Start Records for processing

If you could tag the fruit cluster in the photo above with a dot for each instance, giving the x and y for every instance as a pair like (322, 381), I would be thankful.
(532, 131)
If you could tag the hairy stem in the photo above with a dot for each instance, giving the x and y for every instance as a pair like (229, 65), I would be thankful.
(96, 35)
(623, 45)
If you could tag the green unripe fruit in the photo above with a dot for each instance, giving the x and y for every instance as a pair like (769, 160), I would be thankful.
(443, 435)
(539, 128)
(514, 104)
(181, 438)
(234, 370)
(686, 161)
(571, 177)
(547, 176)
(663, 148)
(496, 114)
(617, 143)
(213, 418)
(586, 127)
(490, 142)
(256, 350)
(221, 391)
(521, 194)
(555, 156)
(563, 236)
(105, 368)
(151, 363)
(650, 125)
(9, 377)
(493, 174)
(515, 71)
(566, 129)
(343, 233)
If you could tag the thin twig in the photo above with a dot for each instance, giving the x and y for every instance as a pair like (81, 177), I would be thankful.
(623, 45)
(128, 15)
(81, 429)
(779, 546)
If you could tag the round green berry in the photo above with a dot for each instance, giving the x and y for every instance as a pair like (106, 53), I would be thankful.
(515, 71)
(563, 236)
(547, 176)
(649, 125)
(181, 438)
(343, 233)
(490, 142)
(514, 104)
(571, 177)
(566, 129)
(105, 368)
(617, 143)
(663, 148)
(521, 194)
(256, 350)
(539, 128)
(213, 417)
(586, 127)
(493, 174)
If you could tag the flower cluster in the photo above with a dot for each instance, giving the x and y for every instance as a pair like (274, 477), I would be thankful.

End Records for processing

(Goal)
Rewrite the lines from the one containing "If you could tag the round" through the end of the records, inclusive, putting "marker" wherever "dot" appears and changing nothing else.

(Task output)
If you could tag the round green berry in the photo above with a marker for each instance, giving the x and y for every instance as a pair like (106, 53), I would be thankful.
(515, 71)
(563, 236)
(547, 176)
(649, 125)
(181, 438)
(343, 233)
(490, 142)
(514, 104)
(571, 177)
(566, 129)
(105, 368)
(617, 143)
(663, 148)
(521, 194)
(256, 350)
(539, 128)
(213, 417)
(586, 127)
(493, 174)
If you could tag the flower cluster in the photo above with a marker for each instance, giving the x and y for every instance as a pair like (274, 477), I would be thankful.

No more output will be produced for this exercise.